Set task |
Transcribe verbatim every line from the line containing "indicate the blurred" to the end of the entries, including both endpoints. Output nothing beyond those lines.

Records supplied |
·····
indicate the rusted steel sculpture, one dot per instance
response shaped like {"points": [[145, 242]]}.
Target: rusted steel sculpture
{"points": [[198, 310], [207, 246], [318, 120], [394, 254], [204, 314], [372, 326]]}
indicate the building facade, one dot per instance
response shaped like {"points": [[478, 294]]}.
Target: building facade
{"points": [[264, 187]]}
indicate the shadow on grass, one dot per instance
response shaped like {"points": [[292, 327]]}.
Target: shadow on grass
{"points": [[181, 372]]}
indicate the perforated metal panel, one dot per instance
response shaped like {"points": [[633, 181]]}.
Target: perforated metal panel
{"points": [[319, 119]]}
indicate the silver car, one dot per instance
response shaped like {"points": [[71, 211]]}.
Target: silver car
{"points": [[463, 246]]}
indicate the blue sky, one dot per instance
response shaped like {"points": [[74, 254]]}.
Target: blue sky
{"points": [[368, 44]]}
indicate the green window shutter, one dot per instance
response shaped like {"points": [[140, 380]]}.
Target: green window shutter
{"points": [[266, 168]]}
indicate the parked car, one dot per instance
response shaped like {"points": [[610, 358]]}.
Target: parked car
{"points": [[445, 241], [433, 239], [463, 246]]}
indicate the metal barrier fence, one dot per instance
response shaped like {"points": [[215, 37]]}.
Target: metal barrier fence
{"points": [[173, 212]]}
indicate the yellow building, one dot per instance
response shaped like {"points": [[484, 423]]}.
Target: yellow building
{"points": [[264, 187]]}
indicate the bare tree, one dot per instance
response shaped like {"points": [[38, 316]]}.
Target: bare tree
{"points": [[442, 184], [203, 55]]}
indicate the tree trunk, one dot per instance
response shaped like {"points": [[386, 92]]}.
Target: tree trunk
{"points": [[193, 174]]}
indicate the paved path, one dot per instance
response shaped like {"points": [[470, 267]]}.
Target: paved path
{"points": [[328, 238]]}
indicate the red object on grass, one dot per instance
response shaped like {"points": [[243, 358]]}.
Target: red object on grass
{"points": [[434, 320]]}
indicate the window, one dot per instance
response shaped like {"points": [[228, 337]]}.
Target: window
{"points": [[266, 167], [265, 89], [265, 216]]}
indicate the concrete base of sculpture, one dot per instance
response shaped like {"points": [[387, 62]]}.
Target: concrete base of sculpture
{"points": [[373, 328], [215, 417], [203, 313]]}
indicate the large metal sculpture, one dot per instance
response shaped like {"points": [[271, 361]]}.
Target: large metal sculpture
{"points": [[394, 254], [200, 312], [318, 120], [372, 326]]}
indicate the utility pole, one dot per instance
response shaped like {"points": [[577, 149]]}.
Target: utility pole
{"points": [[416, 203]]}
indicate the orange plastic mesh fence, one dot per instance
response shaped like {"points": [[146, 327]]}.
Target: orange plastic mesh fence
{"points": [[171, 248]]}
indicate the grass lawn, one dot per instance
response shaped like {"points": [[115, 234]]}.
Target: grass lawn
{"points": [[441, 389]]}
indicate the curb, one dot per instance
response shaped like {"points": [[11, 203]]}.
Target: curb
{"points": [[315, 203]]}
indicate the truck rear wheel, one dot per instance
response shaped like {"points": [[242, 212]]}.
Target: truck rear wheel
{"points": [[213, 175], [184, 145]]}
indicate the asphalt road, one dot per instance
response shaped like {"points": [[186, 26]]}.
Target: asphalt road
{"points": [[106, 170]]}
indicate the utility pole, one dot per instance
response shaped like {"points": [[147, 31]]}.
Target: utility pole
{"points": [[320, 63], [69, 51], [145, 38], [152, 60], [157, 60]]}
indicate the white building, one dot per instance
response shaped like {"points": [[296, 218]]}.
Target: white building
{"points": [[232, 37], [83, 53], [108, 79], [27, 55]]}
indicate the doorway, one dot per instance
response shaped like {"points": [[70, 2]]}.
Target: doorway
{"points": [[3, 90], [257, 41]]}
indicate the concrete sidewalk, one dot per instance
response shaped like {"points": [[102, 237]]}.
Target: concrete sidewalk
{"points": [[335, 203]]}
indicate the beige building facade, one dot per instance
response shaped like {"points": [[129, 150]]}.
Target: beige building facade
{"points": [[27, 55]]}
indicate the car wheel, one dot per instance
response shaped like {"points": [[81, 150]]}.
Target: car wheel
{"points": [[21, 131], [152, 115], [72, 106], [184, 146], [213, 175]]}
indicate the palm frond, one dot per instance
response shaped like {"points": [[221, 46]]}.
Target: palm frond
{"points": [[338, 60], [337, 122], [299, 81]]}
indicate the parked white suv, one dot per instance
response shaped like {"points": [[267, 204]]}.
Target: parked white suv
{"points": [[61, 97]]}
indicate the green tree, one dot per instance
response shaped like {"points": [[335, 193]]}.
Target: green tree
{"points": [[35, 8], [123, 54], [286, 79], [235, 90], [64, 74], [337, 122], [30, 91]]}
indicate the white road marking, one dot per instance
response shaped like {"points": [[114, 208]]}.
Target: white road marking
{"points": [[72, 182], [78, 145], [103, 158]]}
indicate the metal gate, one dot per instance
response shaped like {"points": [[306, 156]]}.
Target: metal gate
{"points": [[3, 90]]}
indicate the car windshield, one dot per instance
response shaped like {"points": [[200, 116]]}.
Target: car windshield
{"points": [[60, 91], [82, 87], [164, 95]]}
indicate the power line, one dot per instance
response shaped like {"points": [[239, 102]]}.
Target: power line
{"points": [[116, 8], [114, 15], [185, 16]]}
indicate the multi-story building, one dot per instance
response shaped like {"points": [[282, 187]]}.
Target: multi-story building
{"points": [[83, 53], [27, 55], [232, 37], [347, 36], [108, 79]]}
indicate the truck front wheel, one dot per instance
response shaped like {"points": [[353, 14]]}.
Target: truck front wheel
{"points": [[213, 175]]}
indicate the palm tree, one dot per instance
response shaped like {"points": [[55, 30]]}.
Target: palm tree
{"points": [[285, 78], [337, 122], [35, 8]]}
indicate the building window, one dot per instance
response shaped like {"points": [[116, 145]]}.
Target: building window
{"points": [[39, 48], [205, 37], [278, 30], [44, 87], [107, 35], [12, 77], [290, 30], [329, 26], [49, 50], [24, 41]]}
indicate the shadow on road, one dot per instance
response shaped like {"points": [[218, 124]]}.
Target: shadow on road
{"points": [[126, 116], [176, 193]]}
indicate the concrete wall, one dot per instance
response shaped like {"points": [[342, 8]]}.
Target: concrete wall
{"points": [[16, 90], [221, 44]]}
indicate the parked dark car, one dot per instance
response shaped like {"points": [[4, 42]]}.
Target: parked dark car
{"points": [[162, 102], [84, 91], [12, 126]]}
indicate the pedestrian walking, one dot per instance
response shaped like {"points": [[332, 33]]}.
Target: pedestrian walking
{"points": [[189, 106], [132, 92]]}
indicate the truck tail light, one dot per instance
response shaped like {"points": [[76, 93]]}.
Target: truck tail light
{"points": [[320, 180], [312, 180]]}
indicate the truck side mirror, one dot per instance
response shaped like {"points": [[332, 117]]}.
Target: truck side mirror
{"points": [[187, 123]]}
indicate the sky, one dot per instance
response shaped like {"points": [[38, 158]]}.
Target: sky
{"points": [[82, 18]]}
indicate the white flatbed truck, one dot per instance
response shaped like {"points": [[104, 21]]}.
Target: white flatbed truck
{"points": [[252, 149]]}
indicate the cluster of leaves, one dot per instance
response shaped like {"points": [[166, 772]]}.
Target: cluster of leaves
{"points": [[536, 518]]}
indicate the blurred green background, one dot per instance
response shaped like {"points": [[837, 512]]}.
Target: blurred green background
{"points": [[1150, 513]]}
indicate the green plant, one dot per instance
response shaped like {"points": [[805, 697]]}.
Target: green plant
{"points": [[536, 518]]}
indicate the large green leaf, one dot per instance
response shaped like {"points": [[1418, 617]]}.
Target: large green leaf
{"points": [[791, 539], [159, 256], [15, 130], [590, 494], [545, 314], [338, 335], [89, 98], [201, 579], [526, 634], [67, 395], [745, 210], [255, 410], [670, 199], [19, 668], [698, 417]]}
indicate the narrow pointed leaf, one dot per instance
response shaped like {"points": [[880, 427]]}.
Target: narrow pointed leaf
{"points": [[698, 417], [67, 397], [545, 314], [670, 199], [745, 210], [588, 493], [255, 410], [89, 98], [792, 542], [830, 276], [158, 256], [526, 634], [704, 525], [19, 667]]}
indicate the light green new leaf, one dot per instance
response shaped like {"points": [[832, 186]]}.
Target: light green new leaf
·····
Exercise response |
indicate the blurred green background, one dot per instance
response shaped like {"points": [[837, 512]]}.
Target: blurred green background
{"points": [[1150, 513]]}
indicate the green plant, one dot per instance
response shaped like {"points": [[805, 697]]}.
Target: green plant
{"points": [[536, 518]]}
indicate the large green leaf, one dot per instance
response shaped like {"points": [[1418, 617]]}.
Target: large green leaf
{"points": [[791, 539], [159, 256], [15, 130], [590, 494], [545, 314], [338, 335], [89, 98], [201, 579], [526, 634], [67, 395], [745, 210], [255, 410], [670, 199], [19, 668], [698, 417]]}
indicate the narrow pointed leaf, one dot per instance
response shaped like {"points": [[880, 427]]}.
Target: narrow pointed leaf
{"points": [[698, 417], [67, 397], [545, 314], [670, 199], [745, 210], [588, 493], [255, 410], [89, 98], [792, 542], [830, 276], [158, 256], [526, 634], [704, 525], [19, 667]]}
indicate the light green new leaf, one dot per instance
response shaped like {"points": [[832, 186]]}.
Target: light green new leaf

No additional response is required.